# Texte sélectionné
______________________________

Les syndicats ne partagent pas tous la même vision des événements, qui sont également contestés par la préfecture de police. « Mardi, nous avons vu un individu se faire poursuivre par d’autres personnes armées d’un club de golf. Mercredi, deux autres personnes ont cherché refuge sur le parking après une rixe, et nous avons appelé la police pour les déloger. Ce jeudi enfin, nous avons entendu des coups de feu alors qu’il y a un mois, un homme avait été touché par des tirs de Kalachnikov », rapporte à 20 Minutes Laurent Bedrossian, délégué syndical de la CFE-CGC.
Le communiqué national de cette organisation évoque même une « guerre des gangs » dans le quartier de Saint-Mauront. Cette perception de la situation est largement démentie par la préfecture de police, qui indique d’abord comprendre « l’insécurité et le sentiment d’insécurité » des habitants.

______________________________

# Lignes affichées
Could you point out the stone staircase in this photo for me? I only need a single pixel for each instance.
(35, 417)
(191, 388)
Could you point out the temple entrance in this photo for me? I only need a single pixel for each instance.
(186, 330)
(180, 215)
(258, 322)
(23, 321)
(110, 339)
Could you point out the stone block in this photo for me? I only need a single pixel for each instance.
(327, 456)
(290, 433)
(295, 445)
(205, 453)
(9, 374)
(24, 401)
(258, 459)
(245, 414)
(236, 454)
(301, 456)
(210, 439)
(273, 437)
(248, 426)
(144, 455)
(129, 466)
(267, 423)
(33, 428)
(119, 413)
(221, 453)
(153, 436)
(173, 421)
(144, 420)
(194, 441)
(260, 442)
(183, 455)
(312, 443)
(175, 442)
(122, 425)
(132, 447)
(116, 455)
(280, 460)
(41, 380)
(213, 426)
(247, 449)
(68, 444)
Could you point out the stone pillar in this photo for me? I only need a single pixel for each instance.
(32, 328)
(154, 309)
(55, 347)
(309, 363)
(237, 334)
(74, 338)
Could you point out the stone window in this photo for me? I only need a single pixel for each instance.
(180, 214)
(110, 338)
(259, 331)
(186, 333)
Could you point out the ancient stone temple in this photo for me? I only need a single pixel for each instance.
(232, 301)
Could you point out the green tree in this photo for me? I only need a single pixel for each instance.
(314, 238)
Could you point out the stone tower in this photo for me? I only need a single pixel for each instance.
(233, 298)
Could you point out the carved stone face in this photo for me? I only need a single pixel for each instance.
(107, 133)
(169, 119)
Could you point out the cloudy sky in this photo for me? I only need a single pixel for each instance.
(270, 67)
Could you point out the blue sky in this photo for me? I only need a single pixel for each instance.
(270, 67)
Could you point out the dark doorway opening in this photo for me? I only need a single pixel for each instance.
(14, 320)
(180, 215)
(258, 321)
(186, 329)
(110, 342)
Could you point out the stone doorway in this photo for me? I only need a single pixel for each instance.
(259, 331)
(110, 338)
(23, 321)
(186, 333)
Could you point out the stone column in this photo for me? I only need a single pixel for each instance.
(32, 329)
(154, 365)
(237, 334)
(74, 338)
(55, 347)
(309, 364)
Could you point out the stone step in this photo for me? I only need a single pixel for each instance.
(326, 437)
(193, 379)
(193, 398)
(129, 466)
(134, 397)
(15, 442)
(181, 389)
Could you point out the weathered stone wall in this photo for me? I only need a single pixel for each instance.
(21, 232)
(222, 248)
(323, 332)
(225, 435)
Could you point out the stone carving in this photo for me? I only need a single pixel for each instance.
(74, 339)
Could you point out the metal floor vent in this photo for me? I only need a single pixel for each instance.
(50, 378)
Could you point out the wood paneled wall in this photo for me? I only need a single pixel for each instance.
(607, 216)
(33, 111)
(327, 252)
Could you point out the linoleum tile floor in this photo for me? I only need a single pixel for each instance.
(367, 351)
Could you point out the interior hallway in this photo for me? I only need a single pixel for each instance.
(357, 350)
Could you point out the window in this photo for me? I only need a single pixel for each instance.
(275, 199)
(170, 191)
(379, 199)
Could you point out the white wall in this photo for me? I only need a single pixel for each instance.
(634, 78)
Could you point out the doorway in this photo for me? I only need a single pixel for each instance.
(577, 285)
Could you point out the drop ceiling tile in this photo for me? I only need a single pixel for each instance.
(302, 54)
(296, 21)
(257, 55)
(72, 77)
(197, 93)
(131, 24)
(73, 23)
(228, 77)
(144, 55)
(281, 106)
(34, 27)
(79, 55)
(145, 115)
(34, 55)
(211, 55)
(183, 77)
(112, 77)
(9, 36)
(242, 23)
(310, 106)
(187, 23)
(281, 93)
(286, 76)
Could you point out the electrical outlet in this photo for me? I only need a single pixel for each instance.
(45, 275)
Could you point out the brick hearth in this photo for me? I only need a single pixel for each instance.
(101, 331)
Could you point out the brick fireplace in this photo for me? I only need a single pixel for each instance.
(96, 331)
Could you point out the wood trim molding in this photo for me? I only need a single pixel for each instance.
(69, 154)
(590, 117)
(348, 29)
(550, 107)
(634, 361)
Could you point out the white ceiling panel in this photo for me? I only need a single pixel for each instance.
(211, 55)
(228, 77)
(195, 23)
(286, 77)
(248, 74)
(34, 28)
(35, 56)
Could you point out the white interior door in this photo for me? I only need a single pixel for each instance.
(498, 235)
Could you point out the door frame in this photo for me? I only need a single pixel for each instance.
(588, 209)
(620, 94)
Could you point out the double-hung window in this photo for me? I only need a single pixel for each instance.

______________________________

# Liste des consignes
1. D'après le texte sélectionné, quelle fonction occupe Laurent Bedrossian ?
2. Recopiez tel quel le passage du texte sélectionné qui commence par « Les syndicats ne » et va jusqu'à « de la CFE-CGC. ».

# Réponses
1. Il est délégué syndical de la CFE-CGC.

2.
Les syndicats ne partagent pas tous la même vision des événements, qui sont également contestés par la préfecture de police. « Mardi, nous avons vu un individu se faire poursuivre par d’autres personnes armées d’un club de golf. Mercredi, deux autres personnes ont cherché refuge sur le parking après une rixe, et nous avons appelé la police pour les déloger. Ce jeudi enfin, nous avons entendu des coups de feu alors qu’il y a un mois, un homme avait été touché par des tirs de Kalachnikov », rapporte à 20 Minutes Laurent Bedrossian, délégué syndical de la CFE-CGC.